TEXT FOR ANALYSIS>
####

Nose Knows (a party crasher this time) doesn’t expect to see Dugger behind an America’s Promise podium anytime soon.
Still, First Focus had the good sense to focus on a now-easy target: reauthorizing and expanding the State Children’s Health Insurance Programs. SCHIP’s policy and budgetary rocket is on schedule to hit the bull’s eye in this Congress. Success has many fathers. Count First Focus and its president, Bruce Lesley, among them.
Promise Weepers
One February forum attendee – Peter Goldberg, president of the Milwaukee-based Alliance for Children and Families – noted that it’s fair to ask, “What has America’s Promise accomplished in 10 years?” Says another participant, off the record, “That’s a question everyone asks.”
In reviewing an America’s Promise final project report on its annual federal earmark of $7.5 million, CNCS Program Officer Dana Rodgers wrote in October 2002, “The whole issue of what the net result of all these initiatives and activities is, and what discernable role is played by America’s Promise in … increases in service to, and by, youth is something that we find of major importance.” What, asked Rodgers, “is the ‘value added’ that America’s Promise brings to an already crowded table of youth-serving agencies both large and small?”
America’s Promise itself demurred on answering that and other questions last month, with an e-mail from Senior Vice President of Communications Patti Reilly saying, “Marguerite’s travel schedule won’t allow for a telephone interview” over a period of several weeks. Odd, because when Nose Knows called Kondracke’s cell phone, she answered and agreed to an interview – then, via her office, later canceled. Just another broken promise in the service of poor kids.
(To see the e-mail exchange between America’s Promise and Nose Knows, go to http://www.youthtoday.org/youthtoday, and click on “News Links.”)
In America’s Promise’s own “Key Success Measures” proposal, it lists “Establishing Youth As A National Priority” as its top goal. With America’s Promise unwilling or unable to defend its first 10 years and first $100 million-plus in spending, the appraisal of its effectiveness was left to others.
Jodi Grant, executive director of the Washington-based Afterschool Alliance, declares herself “a pretty big fan,” citing America’s Promise’s ability to “pull together the leaders.”
Goldberg speaks of “the barbell phenomena,” noting the high profile start in 1997, the in-between years that were “lower and flatter,” and the current, more vigorous regime under Kondracke. “I’m impressed by the energy,” Goldberg says. “You’ve got to admire her.”
Much of the current effort at America’s Promise is going into something called the 100 Best Communities for Young People, into which all of those now-abandoned Communities of Promise were “folded.” The 100 Best is really just a public relations-generating national contest. The judging – actually done almost entirely by America’s Promise staff, despite a roster of glam names as “judges” – was based solely on written proposals from the communities. That mimicking of federal grant-making procedures did not allow for any reality-testing in the communities entering the contest. Nose Knows will wait for the more scientific U.S. News and World Report rankings to be published some day.
Chirping pigeons notwithstanding, the final evaluation of America’s Promise will rest on its ability to persuade those business interests and the congressional agents whom Dugger spoke of to make children the nation’s top domestic priority. Says YouthBuild’s Stoneman about America’s Promise and its supporters, “Are any of these ‘advocacy’ groups willing to fight for bigger appropriations” for all disadvantaged children and youth?
In the first decade of America’s Promise, the answer has been to make funding for itself and career advancement the only thing worth really fighting for.

####

Transcribe the passage on America's Promise from "(To see the" to "left to others.". The records have nothing to do with the text.

####

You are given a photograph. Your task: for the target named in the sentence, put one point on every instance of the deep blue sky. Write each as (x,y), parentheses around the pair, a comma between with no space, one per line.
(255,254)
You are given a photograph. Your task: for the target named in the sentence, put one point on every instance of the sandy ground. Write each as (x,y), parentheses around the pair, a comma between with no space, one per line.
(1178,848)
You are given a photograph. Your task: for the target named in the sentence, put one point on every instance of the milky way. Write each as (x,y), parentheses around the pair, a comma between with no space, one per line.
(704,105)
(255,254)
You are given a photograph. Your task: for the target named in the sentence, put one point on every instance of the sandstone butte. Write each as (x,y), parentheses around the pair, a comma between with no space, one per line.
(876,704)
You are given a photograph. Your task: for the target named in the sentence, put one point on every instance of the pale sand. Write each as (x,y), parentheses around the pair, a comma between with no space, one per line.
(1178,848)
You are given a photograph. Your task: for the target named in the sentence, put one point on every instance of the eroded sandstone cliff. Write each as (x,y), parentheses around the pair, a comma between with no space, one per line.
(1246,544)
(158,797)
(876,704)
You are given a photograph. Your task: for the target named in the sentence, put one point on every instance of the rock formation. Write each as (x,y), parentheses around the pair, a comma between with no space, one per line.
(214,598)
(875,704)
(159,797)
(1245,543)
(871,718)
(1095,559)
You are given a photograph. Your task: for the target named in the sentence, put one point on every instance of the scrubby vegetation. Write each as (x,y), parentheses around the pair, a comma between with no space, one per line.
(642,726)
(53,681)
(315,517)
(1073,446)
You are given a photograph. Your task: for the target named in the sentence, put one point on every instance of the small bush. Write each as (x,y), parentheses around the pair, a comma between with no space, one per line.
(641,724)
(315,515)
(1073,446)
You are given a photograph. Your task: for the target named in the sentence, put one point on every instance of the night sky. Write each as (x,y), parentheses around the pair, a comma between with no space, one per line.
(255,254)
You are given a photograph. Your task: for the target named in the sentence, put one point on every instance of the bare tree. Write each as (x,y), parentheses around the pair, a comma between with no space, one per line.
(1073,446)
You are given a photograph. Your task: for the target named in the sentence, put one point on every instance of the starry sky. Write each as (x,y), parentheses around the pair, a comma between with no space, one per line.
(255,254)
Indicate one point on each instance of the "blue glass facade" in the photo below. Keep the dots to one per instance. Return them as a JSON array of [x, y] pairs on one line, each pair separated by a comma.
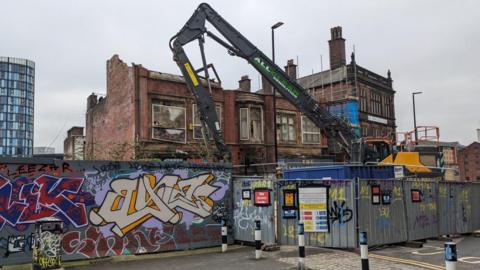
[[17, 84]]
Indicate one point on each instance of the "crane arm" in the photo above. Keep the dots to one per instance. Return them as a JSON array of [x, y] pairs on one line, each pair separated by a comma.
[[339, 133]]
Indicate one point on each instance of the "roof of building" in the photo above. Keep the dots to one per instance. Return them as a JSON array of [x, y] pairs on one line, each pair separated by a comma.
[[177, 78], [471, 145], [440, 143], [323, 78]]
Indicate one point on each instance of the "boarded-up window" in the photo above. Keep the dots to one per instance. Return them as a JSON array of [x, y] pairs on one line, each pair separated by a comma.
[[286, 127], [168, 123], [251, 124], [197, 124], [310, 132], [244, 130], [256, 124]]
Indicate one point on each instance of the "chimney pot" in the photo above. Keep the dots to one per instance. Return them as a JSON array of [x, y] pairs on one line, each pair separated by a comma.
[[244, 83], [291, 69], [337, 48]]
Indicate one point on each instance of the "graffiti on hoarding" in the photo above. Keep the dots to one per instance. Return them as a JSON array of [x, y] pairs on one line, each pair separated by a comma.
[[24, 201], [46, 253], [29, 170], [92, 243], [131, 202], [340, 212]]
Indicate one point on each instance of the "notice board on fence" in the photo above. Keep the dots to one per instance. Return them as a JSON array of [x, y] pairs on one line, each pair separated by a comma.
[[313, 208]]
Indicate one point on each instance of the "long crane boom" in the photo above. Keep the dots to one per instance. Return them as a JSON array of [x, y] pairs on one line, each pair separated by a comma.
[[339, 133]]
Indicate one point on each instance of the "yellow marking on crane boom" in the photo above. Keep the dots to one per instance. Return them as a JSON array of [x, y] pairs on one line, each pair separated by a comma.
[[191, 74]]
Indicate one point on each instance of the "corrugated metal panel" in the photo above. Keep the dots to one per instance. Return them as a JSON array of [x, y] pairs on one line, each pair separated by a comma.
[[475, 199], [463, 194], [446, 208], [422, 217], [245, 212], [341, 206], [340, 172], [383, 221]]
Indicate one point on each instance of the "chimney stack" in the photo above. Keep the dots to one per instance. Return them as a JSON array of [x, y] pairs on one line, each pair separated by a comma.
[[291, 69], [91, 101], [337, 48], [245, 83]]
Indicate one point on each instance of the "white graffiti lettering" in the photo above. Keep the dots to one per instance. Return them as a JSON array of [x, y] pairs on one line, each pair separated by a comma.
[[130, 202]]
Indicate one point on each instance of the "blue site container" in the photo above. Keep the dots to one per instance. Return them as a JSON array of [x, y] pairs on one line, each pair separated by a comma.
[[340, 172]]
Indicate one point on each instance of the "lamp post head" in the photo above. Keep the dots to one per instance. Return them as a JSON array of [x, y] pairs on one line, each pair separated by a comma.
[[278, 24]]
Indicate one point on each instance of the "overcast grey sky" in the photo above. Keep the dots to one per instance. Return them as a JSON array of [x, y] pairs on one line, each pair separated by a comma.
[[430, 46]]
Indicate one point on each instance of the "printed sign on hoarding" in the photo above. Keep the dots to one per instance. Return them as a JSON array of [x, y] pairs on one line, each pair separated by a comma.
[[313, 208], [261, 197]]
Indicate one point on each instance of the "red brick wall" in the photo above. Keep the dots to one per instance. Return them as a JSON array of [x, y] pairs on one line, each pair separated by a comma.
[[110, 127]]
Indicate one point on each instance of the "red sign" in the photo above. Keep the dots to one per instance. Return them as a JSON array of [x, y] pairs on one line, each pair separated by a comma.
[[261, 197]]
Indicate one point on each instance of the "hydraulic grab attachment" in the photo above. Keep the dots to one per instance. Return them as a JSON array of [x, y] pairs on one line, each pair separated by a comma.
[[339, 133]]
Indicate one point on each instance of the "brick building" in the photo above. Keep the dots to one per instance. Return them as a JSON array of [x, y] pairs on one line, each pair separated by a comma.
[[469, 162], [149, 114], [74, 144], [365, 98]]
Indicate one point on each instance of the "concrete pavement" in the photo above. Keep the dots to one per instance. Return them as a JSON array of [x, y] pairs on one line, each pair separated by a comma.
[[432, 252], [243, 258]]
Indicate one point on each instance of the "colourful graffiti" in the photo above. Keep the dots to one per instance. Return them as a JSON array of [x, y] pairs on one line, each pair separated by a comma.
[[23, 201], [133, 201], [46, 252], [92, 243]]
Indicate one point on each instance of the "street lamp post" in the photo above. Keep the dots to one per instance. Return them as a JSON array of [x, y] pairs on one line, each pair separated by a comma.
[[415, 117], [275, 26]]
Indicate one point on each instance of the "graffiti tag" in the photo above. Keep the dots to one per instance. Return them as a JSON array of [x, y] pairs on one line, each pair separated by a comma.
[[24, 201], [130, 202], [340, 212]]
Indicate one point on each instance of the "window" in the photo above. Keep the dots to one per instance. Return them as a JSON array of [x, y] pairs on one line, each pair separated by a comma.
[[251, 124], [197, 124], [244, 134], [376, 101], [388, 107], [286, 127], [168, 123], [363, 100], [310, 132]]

####

EXERCISE ANSWER>
(To see the e-mail exchange between America’s Promise and Nose Knows, go to http://www.youthtoday.org/youthtoday, and click on “News Links.”)
In America’s Promise’s own “Key Success Measures” proposal, it lists “Establishing Youth As A National Priority” as its top goal. With America’s Promise unwilling or unable to defend its first 10 years and first $100 million-plus in spending, the appraisal of its effectiveness was left to others.